* TASK DESCRIPTION
Filter the records below down to every line that contains the string "shoreline", copying each matching line unchanged. Matching is case-sensitive.
++++ RECORDS SUPPLIED ++++
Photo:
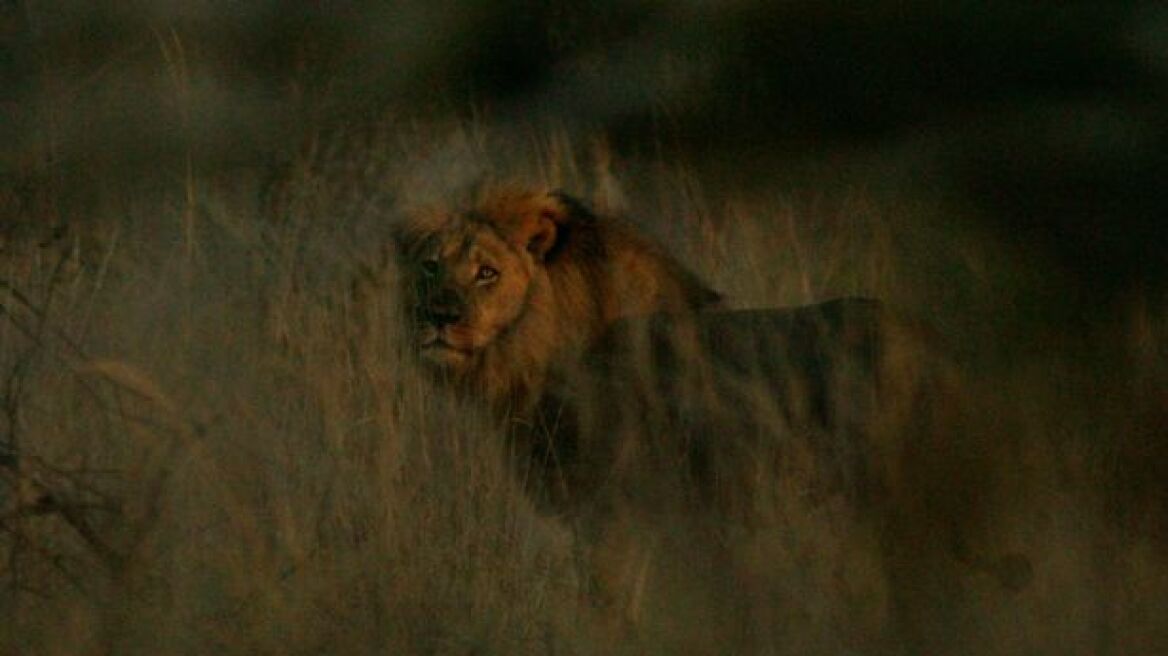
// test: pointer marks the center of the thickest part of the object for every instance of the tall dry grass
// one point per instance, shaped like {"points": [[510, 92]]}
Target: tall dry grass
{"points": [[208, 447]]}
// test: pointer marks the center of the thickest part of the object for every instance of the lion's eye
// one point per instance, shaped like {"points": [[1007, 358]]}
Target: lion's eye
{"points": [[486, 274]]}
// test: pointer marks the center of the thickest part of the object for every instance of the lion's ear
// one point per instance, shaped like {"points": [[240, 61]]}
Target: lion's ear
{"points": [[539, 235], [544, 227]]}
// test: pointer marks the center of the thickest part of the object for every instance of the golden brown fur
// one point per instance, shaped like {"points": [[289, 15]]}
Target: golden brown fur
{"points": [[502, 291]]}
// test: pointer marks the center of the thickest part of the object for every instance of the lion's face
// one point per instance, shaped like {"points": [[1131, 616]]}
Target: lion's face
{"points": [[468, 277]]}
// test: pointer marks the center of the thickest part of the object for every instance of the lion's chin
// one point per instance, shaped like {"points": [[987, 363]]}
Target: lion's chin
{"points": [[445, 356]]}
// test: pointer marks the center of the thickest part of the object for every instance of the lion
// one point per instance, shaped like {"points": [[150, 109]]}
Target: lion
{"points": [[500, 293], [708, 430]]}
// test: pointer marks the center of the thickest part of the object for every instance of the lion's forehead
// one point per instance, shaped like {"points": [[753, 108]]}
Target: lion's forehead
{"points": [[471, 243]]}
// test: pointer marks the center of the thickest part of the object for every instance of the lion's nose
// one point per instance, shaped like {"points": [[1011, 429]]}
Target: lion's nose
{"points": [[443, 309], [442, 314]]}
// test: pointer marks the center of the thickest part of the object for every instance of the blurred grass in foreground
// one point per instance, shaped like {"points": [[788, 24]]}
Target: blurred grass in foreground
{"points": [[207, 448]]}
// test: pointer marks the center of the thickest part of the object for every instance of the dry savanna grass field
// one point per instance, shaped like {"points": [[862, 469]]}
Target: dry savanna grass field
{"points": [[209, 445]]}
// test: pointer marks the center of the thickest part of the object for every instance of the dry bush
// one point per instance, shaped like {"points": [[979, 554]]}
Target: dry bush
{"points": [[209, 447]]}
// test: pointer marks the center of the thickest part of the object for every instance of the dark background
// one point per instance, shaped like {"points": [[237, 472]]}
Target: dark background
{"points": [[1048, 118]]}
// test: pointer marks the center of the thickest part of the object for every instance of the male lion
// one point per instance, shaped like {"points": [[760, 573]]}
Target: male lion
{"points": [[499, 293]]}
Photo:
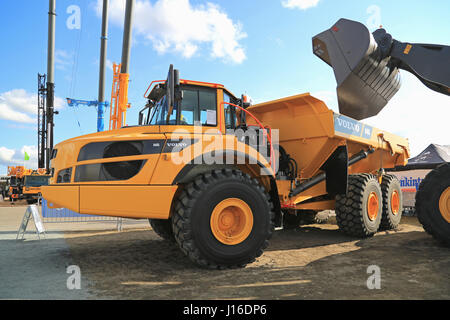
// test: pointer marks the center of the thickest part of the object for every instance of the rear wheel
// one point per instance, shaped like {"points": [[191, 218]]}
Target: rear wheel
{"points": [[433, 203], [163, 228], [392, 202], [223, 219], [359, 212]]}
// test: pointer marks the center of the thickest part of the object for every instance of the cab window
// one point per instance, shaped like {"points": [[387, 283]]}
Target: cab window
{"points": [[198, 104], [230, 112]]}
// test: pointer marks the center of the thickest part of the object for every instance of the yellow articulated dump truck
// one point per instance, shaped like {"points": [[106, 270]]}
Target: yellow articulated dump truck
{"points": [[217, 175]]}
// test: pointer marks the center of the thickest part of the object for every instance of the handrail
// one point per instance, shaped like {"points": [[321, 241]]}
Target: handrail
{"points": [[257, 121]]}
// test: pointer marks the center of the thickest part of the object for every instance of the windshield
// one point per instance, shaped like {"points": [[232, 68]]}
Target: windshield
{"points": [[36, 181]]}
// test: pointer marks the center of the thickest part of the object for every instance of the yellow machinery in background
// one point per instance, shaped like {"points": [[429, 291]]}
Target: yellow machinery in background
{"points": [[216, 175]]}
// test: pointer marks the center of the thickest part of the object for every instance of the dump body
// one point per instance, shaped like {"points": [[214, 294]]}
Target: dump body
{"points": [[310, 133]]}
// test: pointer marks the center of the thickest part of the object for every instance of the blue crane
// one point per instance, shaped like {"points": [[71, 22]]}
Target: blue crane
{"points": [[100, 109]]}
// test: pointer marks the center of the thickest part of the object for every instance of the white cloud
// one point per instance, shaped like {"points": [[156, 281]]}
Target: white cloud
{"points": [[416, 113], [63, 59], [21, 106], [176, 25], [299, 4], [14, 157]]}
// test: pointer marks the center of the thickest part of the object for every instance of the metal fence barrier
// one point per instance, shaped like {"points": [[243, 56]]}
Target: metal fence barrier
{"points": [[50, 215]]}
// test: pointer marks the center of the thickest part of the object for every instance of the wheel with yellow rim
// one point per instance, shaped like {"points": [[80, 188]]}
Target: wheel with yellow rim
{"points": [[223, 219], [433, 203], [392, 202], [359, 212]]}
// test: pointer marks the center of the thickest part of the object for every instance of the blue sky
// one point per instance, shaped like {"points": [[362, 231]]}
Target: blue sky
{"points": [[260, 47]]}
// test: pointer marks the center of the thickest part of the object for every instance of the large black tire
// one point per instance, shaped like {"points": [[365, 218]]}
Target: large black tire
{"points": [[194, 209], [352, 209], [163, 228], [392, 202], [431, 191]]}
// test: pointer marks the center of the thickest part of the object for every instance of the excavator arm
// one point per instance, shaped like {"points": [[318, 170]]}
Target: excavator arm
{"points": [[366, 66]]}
++++
++++ RECORDS SUPPLIED ++++
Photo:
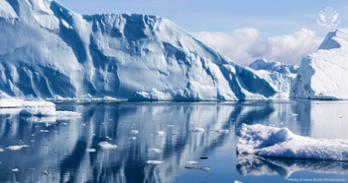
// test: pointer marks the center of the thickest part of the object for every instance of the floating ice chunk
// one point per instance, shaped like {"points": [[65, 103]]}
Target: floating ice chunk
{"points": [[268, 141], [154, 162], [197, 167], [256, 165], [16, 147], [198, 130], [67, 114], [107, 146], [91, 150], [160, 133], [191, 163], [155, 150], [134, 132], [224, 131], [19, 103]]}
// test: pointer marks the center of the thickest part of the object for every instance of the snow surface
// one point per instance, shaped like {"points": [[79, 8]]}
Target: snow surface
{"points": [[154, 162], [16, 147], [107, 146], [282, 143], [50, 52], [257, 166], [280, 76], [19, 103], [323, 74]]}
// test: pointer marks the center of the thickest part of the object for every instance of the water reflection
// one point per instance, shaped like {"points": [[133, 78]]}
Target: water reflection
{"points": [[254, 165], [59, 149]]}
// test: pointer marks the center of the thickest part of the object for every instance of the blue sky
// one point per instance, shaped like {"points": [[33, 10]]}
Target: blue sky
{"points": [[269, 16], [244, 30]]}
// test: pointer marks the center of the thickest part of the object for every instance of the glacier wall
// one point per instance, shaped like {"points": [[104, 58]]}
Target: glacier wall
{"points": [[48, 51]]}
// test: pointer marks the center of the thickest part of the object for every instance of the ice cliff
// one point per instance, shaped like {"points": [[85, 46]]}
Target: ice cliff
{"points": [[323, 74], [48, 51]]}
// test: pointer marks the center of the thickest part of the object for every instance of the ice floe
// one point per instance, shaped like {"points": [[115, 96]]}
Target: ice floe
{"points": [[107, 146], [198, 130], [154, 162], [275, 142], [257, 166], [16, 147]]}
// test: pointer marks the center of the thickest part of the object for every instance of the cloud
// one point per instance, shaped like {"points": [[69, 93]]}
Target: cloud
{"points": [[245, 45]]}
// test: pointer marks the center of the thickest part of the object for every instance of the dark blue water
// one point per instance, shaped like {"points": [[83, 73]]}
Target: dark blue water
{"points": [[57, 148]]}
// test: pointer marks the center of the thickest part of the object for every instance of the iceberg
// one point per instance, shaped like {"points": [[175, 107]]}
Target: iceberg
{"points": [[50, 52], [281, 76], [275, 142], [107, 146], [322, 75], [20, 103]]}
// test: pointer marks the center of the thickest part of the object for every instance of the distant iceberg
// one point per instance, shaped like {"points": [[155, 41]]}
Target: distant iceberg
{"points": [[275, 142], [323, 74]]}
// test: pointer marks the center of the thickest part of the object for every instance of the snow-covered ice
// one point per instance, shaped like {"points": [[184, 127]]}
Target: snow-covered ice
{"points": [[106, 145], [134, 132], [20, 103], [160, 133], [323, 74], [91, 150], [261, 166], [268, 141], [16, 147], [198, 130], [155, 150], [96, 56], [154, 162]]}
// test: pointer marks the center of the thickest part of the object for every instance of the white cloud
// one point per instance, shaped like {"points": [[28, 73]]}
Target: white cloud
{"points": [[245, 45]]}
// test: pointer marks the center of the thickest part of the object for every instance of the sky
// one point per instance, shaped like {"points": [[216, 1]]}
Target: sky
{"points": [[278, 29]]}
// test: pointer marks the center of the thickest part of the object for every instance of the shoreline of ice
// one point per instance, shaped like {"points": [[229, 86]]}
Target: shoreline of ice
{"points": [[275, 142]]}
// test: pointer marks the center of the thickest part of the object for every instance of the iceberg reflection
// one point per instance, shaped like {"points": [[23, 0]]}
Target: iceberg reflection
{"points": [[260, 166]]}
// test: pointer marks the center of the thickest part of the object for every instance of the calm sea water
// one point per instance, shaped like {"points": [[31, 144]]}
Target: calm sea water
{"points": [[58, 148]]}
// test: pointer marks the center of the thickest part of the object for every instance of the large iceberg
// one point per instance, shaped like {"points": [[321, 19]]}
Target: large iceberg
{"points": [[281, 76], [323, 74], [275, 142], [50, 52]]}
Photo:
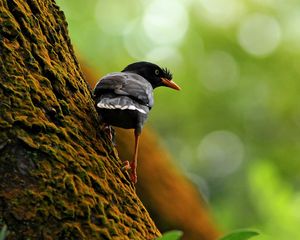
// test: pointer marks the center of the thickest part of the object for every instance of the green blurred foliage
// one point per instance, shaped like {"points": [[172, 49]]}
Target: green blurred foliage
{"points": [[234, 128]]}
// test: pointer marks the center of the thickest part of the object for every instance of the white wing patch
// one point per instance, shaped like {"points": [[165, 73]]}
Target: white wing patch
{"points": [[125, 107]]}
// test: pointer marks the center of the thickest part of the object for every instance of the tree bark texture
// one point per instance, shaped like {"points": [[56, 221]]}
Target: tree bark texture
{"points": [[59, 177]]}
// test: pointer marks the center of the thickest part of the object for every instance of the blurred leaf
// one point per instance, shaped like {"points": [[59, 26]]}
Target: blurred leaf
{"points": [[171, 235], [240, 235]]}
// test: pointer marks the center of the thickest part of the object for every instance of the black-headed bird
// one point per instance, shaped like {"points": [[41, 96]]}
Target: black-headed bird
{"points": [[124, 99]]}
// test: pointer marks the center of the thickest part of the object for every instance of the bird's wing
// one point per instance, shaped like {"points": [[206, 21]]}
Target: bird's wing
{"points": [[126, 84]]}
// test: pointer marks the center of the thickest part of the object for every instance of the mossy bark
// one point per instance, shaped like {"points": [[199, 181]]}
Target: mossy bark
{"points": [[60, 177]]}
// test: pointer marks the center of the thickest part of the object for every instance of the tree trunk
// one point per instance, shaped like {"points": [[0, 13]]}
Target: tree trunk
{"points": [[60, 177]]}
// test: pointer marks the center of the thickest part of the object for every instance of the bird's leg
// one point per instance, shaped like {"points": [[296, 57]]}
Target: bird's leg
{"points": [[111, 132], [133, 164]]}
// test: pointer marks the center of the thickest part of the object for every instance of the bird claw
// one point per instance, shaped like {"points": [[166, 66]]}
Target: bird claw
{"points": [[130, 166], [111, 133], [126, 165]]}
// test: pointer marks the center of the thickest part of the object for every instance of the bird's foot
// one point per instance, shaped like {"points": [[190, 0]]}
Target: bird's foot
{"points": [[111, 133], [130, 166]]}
++++
++++ RECORDS SUPPLIED ++++
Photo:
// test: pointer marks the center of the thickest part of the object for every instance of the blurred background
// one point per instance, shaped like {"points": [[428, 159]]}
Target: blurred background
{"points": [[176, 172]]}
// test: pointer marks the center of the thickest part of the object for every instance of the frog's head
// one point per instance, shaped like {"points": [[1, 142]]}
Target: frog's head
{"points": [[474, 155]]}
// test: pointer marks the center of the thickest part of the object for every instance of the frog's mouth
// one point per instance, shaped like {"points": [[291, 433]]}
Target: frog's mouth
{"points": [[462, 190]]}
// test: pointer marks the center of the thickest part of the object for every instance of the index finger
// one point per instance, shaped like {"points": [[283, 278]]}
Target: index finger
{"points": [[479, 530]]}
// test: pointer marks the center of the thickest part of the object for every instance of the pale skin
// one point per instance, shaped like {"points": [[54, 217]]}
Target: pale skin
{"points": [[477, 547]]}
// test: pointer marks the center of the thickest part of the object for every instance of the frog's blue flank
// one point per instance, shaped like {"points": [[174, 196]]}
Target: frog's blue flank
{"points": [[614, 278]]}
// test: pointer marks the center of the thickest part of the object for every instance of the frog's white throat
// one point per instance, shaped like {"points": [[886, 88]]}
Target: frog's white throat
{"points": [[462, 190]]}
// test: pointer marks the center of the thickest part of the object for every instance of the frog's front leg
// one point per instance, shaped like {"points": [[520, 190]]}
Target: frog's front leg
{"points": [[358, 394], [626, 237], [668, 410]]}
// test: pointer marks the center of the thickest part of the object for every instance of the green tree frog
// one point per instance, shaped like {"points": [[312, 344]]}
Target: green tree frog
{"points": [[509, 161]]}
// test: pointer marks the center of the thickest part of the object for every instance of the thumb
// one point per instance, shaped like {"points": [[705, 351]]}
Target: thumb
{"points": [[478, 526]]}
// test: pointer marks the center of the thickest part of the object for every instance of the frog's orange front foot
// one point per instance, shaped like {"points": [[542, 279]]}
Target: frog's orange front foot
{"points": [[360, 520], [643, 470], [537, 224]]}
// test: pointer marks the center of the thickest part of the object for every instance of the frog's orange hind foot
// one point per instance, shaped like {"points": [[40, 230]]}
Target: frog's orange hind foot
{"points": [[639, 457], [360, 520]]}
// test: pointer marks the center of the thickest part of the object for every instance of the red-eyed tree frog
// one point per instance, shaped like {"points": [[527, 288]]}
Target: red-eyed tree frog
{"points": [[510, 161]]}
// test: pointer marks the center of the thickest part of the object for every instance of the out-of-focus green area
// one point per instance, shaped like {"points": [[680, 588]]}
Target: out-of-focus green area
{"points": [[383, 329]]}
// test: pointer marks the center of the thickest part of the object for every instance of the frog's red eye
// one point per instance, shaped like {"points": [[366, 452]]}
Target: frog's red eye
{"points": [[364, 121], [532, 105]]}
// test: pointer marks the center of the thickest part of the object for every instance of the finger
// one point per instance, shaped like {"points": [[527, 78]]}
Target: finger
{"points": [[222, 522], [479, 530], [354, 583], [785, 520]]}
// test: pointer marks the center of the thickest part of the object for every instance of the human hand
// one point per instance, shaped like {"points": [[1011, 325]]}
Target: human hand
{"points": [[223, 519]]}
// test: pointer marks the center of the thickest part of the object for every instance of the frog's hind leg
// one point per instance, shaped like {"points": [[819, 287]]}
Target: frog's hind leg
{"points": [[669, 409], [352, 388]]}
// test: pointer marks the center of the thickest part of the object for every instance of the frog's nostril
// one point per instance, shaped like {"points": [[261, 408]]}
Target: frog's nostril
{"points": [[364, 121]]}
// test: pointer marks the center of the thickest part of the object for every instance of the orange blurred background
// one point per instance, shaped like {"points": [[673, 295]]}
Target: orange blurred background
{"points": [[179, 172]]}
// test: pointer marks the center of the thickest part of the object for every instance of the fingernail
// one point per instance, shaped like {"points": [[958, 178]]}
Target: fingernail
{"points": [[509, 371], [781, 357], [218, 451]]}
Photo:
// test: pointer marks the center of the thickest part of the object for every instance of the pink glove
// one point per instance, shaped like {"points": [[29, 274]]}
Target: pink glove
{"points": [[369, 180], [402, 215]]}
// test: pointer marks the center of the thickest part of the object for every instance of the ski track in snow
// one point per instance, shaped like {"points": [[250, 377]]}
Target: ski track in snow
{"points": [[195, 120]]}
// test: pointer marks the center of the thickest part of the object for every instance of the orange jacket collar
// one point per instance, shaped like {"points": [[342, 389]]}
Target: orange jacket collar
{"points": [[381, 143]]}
++++
* TASK SOLUTION
// test: pointer marks the center of the thickest part of the object for every instance of the shoreline of ice
Target: shoreline of ice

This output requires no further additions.